Tekstfragment:
»»

Stichting Nivoz logo
Sterkt leraren, schoolleiders en betrokkenen bij de uitvoering van hun pedagogische opdracht

Nivoz platform hetkind

Femke Kaulingfreks over vertrouwen van en in jongeren: 'Een benadering vanuit respect en kracht kan een deur openen'

5 maart 2024

Op woensdag 20 maart verzorgt politiek filosoof en antropoloog Femke Kaulingfreks een NIVOZ-onderwijsavond in het Rotterdamse Dokhuis. Ze pleit voor een pedagogiek van solidariteit, waarin we de stem van jongeren serieus nemen en hen niet alleen op onze voorwaarden laten participeren. ‘Jongeren vinden het instinctief belangrijk om iets voor een ander te kunnen doen, maar daar moet je ze wel op aanspreken.’ Leone de Voogd en Farida Yahyaoui spraken Femke in aanloop naar de onderwijsavond.

De titel van je lezing luidt: 'Geen kansengelijkheid maar keuzegelijkheid. Naar een pedagogiek van solidariteit.' Wat bedoel je daarmee?


‘Dat is een quote van Massih Hutak. Hij is community organiser in Amsterdam Noord, waar ik zelf ook woon, en ik had hem uitgenodigd voor een voordacht bij mijn Participatielezing. Hij zei daar dat hij niet houdt van de term kansengelijkheid, omdat een kans iets is dat jou door een ander gegeven wordt. Het zijn dan mensen met macht, uit dominante of mainstream groepen, die kansen geven aan mensen met een gemarginaliseerde positie of een minderheidsidentiteit. Daarmee ben je alsnog afhankelijk van wat de dominante groep in de samenleving jou gunt of niet. Terwijl je voor keuzegelijkheid de randvoorwaarden in de samenleving zo moet creëren dat iedereen de ruimte heeft om zijn eigen keuzes te maken en daarin in principe gelijk is. Dan is er natuurlijk veel diversiteit en verschil in welke keuzes we maken, maar onze uitgangspositie is dan gelijkwaardig’.

Dat doet me denken aan de neiging om te spreken over ‘een stem geven aan jongeren', terwijl zij natuurlijk allang een stem hebben, waar we misschien niet naar luisteren?

««

Datasetrijen:
»»

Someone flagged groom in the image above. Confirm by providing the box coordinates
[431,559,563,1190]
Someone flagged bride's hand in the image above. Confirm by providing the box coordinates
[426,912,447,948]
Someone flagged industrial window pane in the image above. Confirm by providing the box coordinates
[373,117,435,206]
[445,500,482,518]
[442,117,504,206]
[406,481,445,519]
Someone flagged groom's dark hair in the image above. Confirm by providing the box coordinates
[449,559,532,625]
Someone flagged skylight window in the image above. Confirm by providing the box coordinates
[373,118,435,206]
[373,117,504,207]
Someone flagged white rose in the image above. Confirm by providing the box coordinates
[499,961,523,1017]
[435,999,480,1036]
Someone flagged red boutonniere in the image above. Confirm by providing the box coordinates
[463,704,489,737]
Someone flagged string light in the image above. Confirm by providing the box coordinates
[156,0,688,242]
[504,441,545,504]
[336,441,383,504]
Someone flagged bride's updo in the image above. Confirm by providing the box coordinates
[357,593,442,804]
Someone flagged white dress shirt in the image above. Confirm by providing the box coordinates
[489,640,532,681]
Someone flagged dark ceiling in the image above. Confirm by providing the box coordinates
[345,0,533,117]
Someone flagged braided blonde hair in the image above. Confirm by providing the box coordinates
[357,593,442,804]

««

Uit te voeren:
• a. Haal uit het interview over vertrouwen in jongeren woordelijk de passage die begint bij "Op woensdag 20" en eindigt bij "bedoel je daarmee?".
• b. Zet het interview over vertrouwen in jongeren voort, te beginnen na de laatste zin die er staat.

Antwoorden op volgorde:
• a.
Op woensdag 20 maart verzorgt politiek filosoof en antropoloog Femke Kaulingfreks een NIVOZ-onderwijsavond in het Rotterdamse Dokhuis. Ze pleit voor een pedagogiek van solidariteit, waarin we de stem van jongeren serieus nemen en hen niet alleen op onze voorwaarden laten participeren. ‘Jongeren vinden het instinctief belangrijk om iets voor een ander te kunnen doen, maar daar moet je ze wel op aanspreken.’ Leone de Voogd en Farida Yahyaoui spraken Femke in aanloop naar de onderwijsavond.

De titel van je lezing luidt: 'Geen kansengelijkheid maar keuzegelijkheid. Naar een pedagogiek van solidariteit.' Wat bedoel je daarmee?

• b.
‘Ja, ook bij de participatie van jongeren zie je heel vaak dat ze wel mee mogen doen, maar alleen onder de voorwaarden van volwassenen, binnen een soort hokje van vormen en kaders dat wij voor ze gecreëerd hebben. Dus hebben ze al recht van spreken of moeten ze wachten tot ze het door ons krijgen aangereikt? In hoeverre geven we echt ruimte aan hun stem en vrijheid om op hun eigen manier over dingen te spreken? Ook als het gaat over kansengelijkheid is de vraag vanuit wiens perspectief en op welke grond we daar eigenlijk naar streven. Het gaat dan vaak over een soort carrièrepad dat we voor ogen hebben om een succesvol burger te worden. Maar als jongeren daarvan afwijken, bepalen wij dan voor ze of dat goed is of niet, of mogen ze dat zelf bepalen?’

Ook als het gaat over kansengelijkheid is de vraag vanuit wiens perspectief en op welke grond we daar eigenlijk naar streven.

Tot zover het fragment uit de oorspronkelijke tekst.